— Start of Given records —
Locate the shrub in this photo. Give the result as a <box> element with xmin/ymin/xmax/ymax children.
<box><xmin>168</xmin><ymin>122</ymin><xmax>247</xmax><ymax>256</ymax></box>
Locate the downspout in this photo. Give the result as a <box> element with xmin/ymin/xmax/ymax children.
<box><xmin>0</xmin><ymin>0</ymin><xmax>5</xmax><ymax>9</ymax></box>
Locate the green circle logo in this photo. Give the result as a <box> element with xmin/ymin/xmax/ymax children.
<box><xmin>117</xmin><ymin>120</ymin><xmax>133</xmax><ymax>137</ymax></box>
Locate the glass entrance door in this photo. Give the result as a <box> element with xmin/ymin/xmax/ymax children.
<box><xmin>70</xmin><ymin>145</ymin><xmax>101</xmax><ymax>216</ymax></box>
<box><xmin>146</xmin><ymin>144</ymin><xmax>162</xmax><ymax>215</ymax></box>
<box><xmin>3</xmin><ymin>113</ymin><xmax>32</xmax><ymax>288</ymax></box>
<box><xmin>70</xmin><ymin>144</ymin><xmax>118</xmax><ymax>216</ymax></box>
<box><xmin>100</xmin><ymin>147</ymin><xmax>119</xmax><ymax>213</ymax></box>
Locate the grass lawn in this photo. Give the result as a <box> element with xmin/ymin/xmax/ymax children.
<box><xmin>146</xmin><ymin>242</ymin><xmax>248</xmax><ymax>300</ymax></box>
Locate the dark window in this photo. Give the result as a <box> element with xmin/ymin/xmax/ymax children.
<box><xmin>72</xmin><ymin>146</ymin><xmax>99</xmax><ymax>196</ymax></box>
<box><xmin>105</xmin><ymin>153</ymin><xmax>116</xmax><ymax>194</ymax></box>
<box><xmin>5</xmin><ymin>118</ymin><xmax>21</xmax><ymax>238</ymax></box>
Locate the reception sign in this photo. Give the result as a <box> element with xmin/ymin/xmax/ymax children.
— End of Given records —
Exercise description → Gather every line of the rows above that contains the string "green". Matching is case-sensitive.

Exercise output →
Locate the green circle logo in this photo. Give the result as a <box> element with xmin/ymin/xmax/ymax children.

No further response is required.